Point labeling dataset excerpts
________

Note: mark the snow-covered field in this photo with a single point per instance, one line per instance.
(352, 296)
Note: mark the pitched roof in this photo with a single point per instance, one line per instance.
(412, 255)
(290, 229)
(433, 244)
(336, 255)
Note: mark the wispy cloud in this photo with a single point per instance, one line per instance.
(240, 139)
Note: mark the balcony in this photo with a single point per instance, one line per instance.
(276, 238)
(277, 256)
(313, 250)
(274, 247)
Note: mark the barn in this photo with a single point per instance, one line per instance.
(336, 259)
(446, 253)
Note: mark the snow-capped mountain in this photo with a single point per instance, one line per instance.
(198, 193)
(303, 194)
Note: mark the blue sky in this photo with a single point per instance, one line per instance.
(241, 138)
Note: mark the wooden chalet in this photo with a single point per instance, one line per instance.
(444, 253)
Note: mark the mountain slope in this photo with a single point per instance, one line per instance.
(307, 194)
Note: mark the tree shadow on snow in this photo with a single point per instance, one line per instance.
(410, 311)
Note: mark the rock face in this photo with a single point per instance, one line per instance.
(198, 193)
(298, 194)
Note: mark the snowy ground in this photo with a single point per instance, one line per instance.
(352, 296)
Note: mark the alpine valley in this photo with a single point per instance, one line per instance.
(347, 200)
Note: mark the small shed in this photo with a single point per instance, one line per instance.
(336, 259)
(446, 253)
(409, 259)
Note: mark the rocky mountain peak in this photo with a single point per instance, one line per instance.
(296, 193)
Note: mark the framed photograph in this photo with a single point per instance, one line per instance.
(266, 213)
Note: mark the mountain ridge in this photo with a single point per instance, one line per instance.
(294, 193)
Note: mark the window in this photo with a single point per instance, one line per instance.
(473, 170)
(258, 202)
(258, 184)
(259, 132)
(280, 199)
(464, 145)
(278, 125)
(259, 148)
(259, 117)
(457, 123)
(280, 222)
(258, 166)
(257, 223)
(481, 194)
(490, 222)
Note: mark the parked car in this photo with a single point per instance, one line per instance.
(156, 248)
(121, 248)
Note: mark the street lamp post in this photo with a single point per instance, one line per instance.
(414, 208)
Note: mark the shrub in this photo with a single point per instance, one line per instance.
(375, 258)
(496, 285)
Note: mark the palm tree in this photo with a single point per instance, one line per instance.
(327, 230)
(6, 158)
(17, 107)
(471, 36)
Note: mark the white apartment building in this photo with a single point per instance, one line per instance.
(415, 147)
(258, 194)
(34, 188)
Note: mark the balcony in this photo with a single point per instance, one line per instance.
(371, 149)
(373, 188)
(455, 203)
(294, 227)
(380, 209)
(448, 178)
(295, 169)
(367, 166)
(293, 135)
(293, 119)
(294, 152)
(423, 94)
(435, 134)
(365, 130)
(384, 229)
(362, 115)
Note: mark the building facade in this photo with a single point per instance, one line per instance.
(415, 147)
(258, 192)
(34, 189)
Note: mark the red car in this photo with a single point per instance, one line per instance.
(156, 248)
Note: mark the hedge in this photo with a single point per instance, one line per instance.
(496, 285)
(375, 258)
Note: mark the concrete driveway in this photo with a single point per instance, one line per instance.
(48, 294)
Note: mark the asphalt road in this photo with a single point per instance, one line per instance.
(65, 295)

________

# Exercise brief:
Each line of the material should be duplicated exactly, please.

# Solved problem:
Note: mark the snow-covered field in this photo with a single point per instance, one line per instance.
(352, 296)
Note: mark the pitched roof in this photo with a single point per instance, one line per instance.
(412, 255)
(290, 229)
(433, 244)
(336, 255)
Note: mark the wispy cloud in this photo with a single point per instance, one line per instance.
(240, 139)
Note: mark the balcony in this photo with a single point per instance, one line per instance.
(276, 238)
(277, 256)
(313, 250)
(274, 247)
Note: mark the barn in this photo with a single point per instance, one line per instance.
(336, 259)
(446, 253)
Note: mark the snow-capped mountain in this photo with a single point per instance, one line per instance.
(198, 193)
(303, 194)
Note: mark the blue sky in this photo with a single point per instance, one line per instance.
(241, 138)
Note: mark the wooden chalet in this photo with a single point per instance, one line per instance.
(444, 253)
Note: mark the mountain slope in this photo with a single point per instance, one line per instance.
(307, 194)
Note: mark the tree shadow on snow in this photo with a single point per instance, one line per instance.
(410, 311)
Note: mark the rock face in this photo with a single point per instance, one line per instance.
(198, 193)
(298, 194)
Note: mark the snowy ground in this photo with a single point per instance, one line per instance.
(352, 296)
Note: mark the alpine valley in this photo with a single point per instance, one line per instance.
(347, 200)
Note: mark the small shed in this photo with a single point per instance, one line per instance.
(336, 259)
(446, 253)
(409, 259)
Note: mark the rocky mountain peak in this photo with a single point per instance, one line per instance.
(296, 193)
Note: mark the framed photograph in this photo with a single point per instance, one line per instance.
(266, 213)
Note: mark the mountain ridge in this photo with a single point per instance, one line per instance.
(294, 193)
Note: mark the window in this photo with a single point per instance, one line per instance.
(473, 170)
(258, 202)
(258, 184)
(259, 132)
(280, 199)
(464, 145)
(278, 125)
(259, 148)
(259, 117)
(457, 123)
(280, 222)
(258, 166)
(257, 223)
(481, 194)
(490, 222)
Note: mark the parked car in this photo with a single point per instance, one line per instance.
(156, 248)
(121, 248)
Note: mark the street lamp post in this photo with a single point per instance, one line per instance.
(414, 208)
Note: mark the shrub in this photo with a single point per instance, one line per instance.
(375, 258)
(496, 285)
Note: mark the palm tree in this photo with a single point per instance, one line per instance.
(327, 230)
(6, 158)
(17, 107)
(471, 36)
Note: mark the white apartment building in this photo with a single point per instance, one line per instance.
(415, 147)
(258, 194)
(34, 188)
Note: mark the balcony in this photo with a single point per instance, one line per instance.
(371, 149)
(373, 188)
(455, 203)
(294, 227)
(380, 209)
(448, 178)
(295, 169)
(367, 166)
(293, 135)
(293, 119)
(294, 152)
(423, 94)
(435, 134)
(365, 130)
(384, 229)
(362, 115)
Note: mark the building facade in this photo with a single point per instance, one line per instance.
(415, 147)
(258, 192)
(34, 189)
Note: mark the red car in this photo with a single point per instance, one line per instance.
(156, 248)
Note: mark the hedge in this photo with a single point per instance, one line per instance.
(496, 285)
(375, 258)
Note: mark the concrete driveway in this photo with a single point per instance, one line per instance.
(48, 294)
Note: mark the asphalt road in this photo with a single point per instance, one line per instance.
(65, 295)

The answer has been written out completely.